Write out each of the rows below as a numbered list, skipping any blank lines. Leave the pictures out of your answer.

* **Exercise input**:
::::::::

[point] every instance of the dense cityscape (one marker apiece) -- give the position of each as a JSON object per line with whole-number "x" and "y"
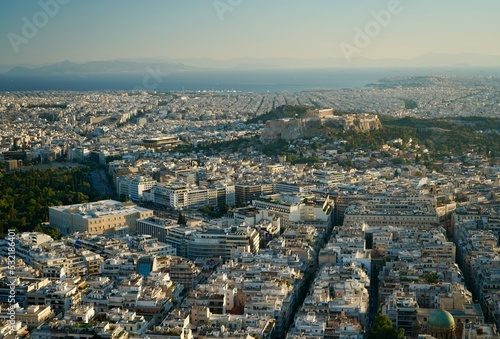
{"x": 212, "y": 214}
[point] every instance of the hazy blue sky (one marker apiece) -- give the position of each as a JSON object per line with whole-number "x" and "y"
{"x": 84, "y": 30}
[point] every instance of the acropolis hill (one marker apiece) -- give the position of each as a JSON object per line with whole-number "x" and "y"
{"x": 315, "y": 123}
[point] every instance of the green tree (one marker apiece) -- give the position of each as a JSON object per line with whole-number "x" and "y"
{"x": 383, "y": 328}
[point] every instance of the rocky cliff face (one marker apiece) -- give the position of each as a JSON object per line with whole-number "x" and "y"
{"x": 290, "y": 129}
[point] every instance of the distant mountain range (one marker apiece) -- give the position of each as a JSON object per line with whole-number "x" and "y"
{"x": 166, "y": 65}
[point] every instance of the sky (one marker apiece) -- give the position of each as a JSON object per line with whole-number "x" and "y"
{"x": 48, "y": 31}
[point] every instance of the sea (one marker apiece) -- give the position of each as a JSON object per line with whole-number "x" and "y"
{"x": 258, "y": 81}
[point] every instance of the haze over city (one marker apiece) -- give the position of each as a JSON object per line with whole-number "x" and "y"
{"x": 82, "y": 31}
{"x": 250, "y": 169}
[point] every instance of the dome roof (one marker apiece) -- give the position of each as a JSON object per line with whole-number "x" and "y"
{"x": 441, "y": 319}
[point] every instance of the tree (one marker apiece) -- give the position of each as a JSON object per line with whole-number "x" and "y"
{"x": 383, "y": 328}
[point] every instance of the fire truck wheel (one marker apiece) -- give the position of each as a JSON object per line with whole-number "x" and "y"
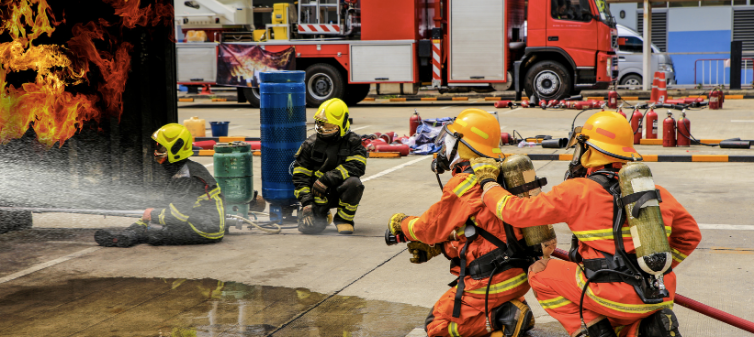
{"x": 355, "y": 93}
{"x": 549, "y": 79}
{"x": 323, "y": 82}
{"x": 252, "y": 95}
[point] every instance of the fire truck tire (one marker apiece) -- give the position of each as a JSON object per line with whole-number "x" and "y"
{"x": 252, "y": 96}
{"x": 355, "y": 93}
{"x": 323, "y": 82}
{"x": 549, "y": 80}
{"x": 11, "y": 221}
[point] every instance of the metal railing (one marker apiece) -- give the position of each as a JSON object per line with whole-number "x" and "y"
{"x": 712, "y": 71}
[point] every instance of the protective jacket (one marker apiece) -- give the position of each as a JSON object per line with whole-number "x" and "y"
{"x": 195, "y": 201}
{"x": 332, "y": 162}
{"x": 461, "y": 202}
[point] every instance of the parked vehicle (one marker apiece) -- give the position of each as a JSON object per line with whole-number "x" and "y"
{"x": 630, "y": 64}
{"x": 346, "y": 45}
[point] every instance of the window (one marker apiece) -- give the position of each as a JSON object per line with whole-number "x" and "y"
{"x": 632, "y": 45}
{"x": 575, "y": 10}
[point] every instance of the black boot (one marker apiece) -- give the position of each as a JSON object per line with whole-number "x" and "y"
{"x": 660, "y": 324}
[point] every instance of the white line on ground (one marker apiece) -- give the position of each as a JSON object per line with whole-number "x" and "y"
{"x": 727, "y": 227}
{"x": 396, "y": 168}
{"x": 47, "y": 264}
{"x": 359, "y": 128}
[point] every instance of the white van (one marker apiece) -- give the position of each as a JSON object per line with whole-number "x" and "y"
{"x": 630, "y": 59}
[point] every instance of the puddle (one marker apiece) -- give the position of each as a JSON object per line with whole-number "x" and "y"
{"x": 183, "y": 308}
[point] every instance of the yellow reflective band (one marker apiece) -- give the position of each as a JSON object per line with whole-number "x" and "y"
{"x": 177, "y": 214}
{"x": 465, "y": 186}
{"x": 622, "y": 307}
{"x": 343, "y": 171}
{"x": 502, "y": 286}
{"x": 607, "y": 234}
{"x": 357, "y": 158}
{"x": 301, "y": 170}
{"x": 345, "y": 216}
{"x": 678, "y": 256}
{"x": 453, "y": 330}
{"x": 411, "y": 229}
{"x": 554, "y": 303}
{"x": 480, "y": 133}
{"x": 305, "y": 190}
{"x": 501, "y": 206}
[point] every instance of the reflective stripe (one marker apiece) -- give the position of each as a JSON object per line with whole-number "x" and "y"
{"x": 678, "y": 256}
{"x": 345, "y": 216}
{"x": 465, "y": 186}
{"x": 607, "y": 234}
{"x": 303, "y": 171}
{"x": 502, "y": 286}
{"x": 177, "y": 214}
{"x": 343, "y": 172}
{"x": 622, "y": 307}
{"x": 453, "y": 330}
{"x": 501, "y": 206}
{"x": 357, "y": 158}
{"x": 411, "y": 229}
{"x": 305, "y": 190}
{"x": 554, "y": 303}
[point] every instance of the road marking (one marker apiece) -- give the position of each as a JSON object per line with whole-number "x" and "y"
{"x": 727, "y": 227}
{"x": 363, "y": 127}
{"x": 396, "y": 168}
{"x": 47, "y": 264}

::::::::

* **Reply to the task**:
1. [point] every instance of the dense cityscape (one marker apiece) -- give the position of each as a JSON object per line with whole-number "x" and "y"
2. {"x": 212, "y": 214}
3. [point] every instance of the hazy blue sky (one marker apiece) -- give the position of each as a JSON object per line with whole-number "x" and "y"
4. {"x": 84, "y": 30}
5. [point] every instance of the acropolis hill (one marker apiece) -- give the position of each as a JSON object per line with whole-number "x" and "y"
6. {"x": 315, "y": 123}
7. [point] every instance of the green tree (one marker apiece) -- give the position of each as a JSON object per line with whole-number "x" and "y"
8. {"x": 383, "y": 328}
9. [point] every instance of the rocky cliff face (one marker apiece) -- give the position of each as a JSON object per line with whole-number "x" and "y"
10. {"x": 290, "y": 129}
11. [point] every instance of the distant mountain range (one marker apiece) -- give the position of each as a JSON object per line with whole-number "x" and "y"
12. {"x": 166, "y": 65}
13. [point] every instance of the sky (one marker apiece) -- give the position of each as a JSON object per line with whole-number "x" and "y"
14. {"x": 48, "y": 31}
15. [point] every instance of the sea (one marker apiece) -- give the position of each as a JSON object per line with whole-number "x" and "y"
16. {"x": 258, "y": 81}
17. [point] every instance of the haze over city (one marker apiece) -- give the position of each as a JSON object per line with whole-number "x" and "y"
18. {"x": 82, "y": 31}
19. {"x": 250, "y": 169}
20. [point] every instance of the dome roof (one marker apiece) -- give the position of each as a JSON object per line with whole-number "x" and "y"
21. {"x": 441, "y": 319}
22. [point] every instance of the tree (one marker apiece) -- give the position of each as a JSON object per line with whole-number "x" and "y"
23. {"x": 383, "y": 328}
24. [point] every instance of the fire truck wheel (one marker apiece) -- give the position of each as a JSON object per line with whole-number "x" and "y"
25. {"x": 355, "y": 93}
26. {"x": 549, "y": 79}
27. {"x": 323, "y": 82}
28. {"x": 252, "y": 95}
29. [point] every instance of the fire truck tire (one marker apiece) -- give the position of each as a JSON object per line with whole-number "x" and "y"
30. {"x": 252, "y": 96}
31. {"x": 355, "y": 93}
32. {"x": 323, "y": 82}
33. {"x": 549, "y": 80}
34. {"x": 11, "y": 221}
35. [point] every instance of the metal railing (one marker apiece) -- give the position of each as a JSON object per line with whole-number "x" and "y"
36. {"x": 712, "y": 71}
37. [point] every instance of the protective jacket (one marker apiece) -- give the position of each as a JSON object per line with whole-number "x" and "y"
38. {"x": 195, "y": 201}
39. {"x": 332, "y": 162}
40. {"x": 461, "y": 202}
41. [point] every instance of the parked vehicle (one marker apiece) -- give the position of each as a JSON object per line with whole-number "x" and "y"
42. {"x": 630, "y": 64}
43. {"x": 346, "y": 45}
44. [point] every instance of the window (one marker apiece) -- give the position of each as a JSON object per line with whole-number "x" and "y"
45. {"x": 632, "y": 45}
46. {"x": 575, "y": 10}
47. [point] every instance of the black boot (one marker apiece) -- give the position of each as a JSON object per line with whole-number "x" and "y"
48. {"x": 660, "y": 324}
49. [point] every instance of the white line on ground (one marker apiece) -- give the position of each as a JSON object per line with whole-number "x" and "y"
50. {"x": 727, "y": 227}
51. {"x": 396, "y": 168}
52. {"x": 47, "y": 264}
53. {"x": 359, "y": 128}
54. [point] every instance of the white van (one marker apiece) -- give the position of each as a JSON object per line with whole-number "x" and "y"
55. {"x": 630, "y": 59}
56. [point] every instance of the puddle (one marker apiece) -- give the position of each as a JSON object per line with whole-number "x" and "y"
57. {"x": 183, "y": 308}
58. [point] every instance of the yellow reflective band (one marker apiece) -- give the position of each as a JSON object per line with whole-number "x" and "y"
59. {"x": 177, "y": 214}
60. {"x": 465, "y": 186}
61. {"x": 622, "y": 307}
62. {"x": 343, "y": 171}
63. {"x": 502, "y": 286}
64. {"x": 607, "y": 234}
65. {"x": 357, "y": 158}
66. {"x": 301, "y": 170}
67. {"x": 345, "y": 216}
68. {"x": 678, "y": 256}
69. {"x": 453, "y": 330}
70. {"x": 411, "y": 229}
71. {"x": 554, "y": 303}
72. {"x": 480, "y": 133}
73. {"x": 305, "y": 190}
74. {"x": 501, "y": 206}
75. [point] every instance of the reflective stripe (one marker apiece) -- give the position of each as a JSON object per line with whole-number "x" and "y"
76. {"x": 678, "y": 256}
77. {"x": 345, "y": 216}
78. {"x": 465, "y": 186}
79. {"x": 607, "y": 234}
80. {"x": 303, "y": 171}
81. {"x": 502, "y": 286}
82. {"x": 177, "y": 214}
83. {"x": 343, "y": 172}
84. {"x": 622, "y": 307}
85. {"x": 453, "y": 330}
86. {"x": 501, "y": 206}
87. {"x": 357, "y": 158}
88. {"x": 411, "y": 229}
89. {"x": 305, "y": 190}
90. {"x": 554, "y": 303}
91. [point] every instance of the road marking (one marker apiece) -- give the position of each as a JSON object per line with whole-number "x" and "y"
92. {"x": 727, "y": 227}
93. {"x": 363, "y": 127}
94. {"x": 396, "y": 168}
95. {"x": 47, "y": 264}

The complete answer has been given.